→ **Отрывок текста**
В дальнейшем нас ожидают опять новшества: домочадцы узнают Ореста, и некая рабыня успевает предупредить Эгиста и Клитеместру о приближении мстителя (682-709), - до этого он всегда появлялся инкогнито; расправу над Эгистом совершает Пилад (710-728) [21], - до Драконция это оставалось прерогативой Ореста. В диалоге сына с матерью (729-794) несколько неожиданной является дискуссия о том, где ей следует испустить последний вздох; необычно и ее поведение в минуту смерти. Из стихов, завершающих эту часть поэмы (795-802), становится ясно, что Оресту не грозит осуждение со стороны его сограждан.

[Определение местоположения]
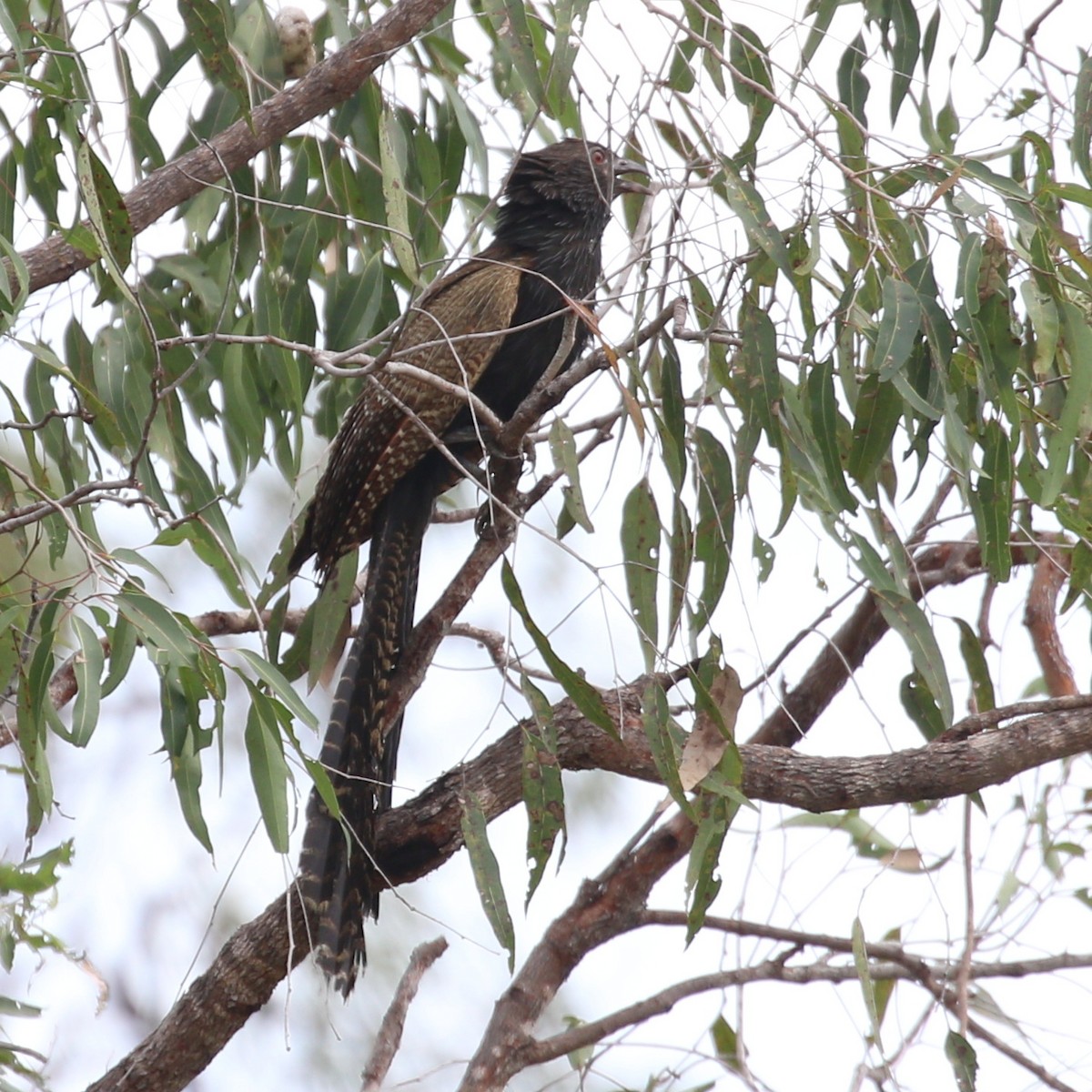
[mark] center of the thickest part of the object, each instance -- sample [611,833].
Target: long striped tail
[338,873]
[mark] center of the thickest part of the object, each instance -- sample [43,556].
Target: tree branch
[419,836]
[800,708]
[389,1037]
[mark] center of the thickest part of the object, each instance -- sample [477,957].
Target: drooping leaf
[543,791]
[642,532]
[487,876]
[584,696]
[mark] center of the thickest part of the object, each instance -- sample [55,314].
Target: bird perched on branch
[491,327]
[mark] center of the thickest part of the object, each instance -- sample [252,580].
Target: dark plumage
[386,470]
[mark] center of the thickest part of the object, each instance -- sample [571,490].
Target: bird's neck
[561,244]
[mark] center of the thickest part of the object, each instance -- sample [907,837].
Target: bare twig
[389,1036]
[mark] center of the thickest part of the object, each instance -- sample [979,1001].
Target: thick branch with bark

→ **Задания и упражнения**
1. Ответьте на вопросы по отрывку об Оресте.
(a) Кто в этой части поэмы совершает расправу над Эгистом?
(b) Кого рабыня успевает предупредить о приближении мстителя?
(c) Что становится ясно из стихов 795–802?
2. Продолжите отрывок об Оресте после его последней фразы.

→ **Ответы**
1.
(a) Пилад.
(b) Эгиста и Клитеместру.
(c) Оресту не грозит осуждение со стороны его сограждан.

2.
Здесь в развитие действия вмешивается новый мотив, необязательный для того, чтобы представить дальнейшую судьбу Ореста: спор за Гермиону и убийство Пирра (803-819), которые в дальнейшем приведут к тому, что обвинителем Ореста перед судом Ареопага выступит Молосс, не имеющий к Оресту никакого отношения во всей предшествующей традиции. Впрочем, суд Ареопага еще дело будущего, пока же автор возвращает читателя к судьбе Ореста: явившийся призрак матери доводит его до безумия (820-861). Нетрудно понять, что Драконций поручает Клитеместре ту роль, которую в греческой трагедии играли эринии, преследовавшие Ореста как до суда, так и после - именно чтобы спасти его от них, и посылал Аполлон Ореста в Тавриду. У Драконция в далекие края отправляет Ореста Пилад, а поводом служит как раз появление Молосса, требующего Ореста к ответу (862-866).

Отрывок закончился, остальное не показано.